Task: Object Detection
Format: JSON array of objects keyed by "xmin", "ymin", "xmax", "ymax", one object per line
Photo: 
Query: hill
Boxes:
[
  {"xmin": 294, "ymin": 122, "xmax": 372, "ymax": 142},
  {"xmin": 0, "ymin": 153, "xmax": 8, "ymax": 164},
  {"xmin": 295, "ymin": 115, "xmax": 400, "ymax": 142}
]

> _WHAT YOU HAVE TO DO_: The records above are to be duplicated word for word.

> _SOLUTION TO THIS EXERCISE_:
Task: Object Detection
Format: JSON array of objects keyed by "xmin", "ymin", "xmax", "ymax", one object per line
Photo: 
Query: hill
Boxes:
[
  {"xmin": 294, "ymin": 122, "xmax": 372, "ymax": 142},
  {"xmin": 0, "ymin": 153, "xmax": 8, "ymax": 164},
  {"xmin": 295, "ymin": 115, "xmax": 400, "ymax": 142}
]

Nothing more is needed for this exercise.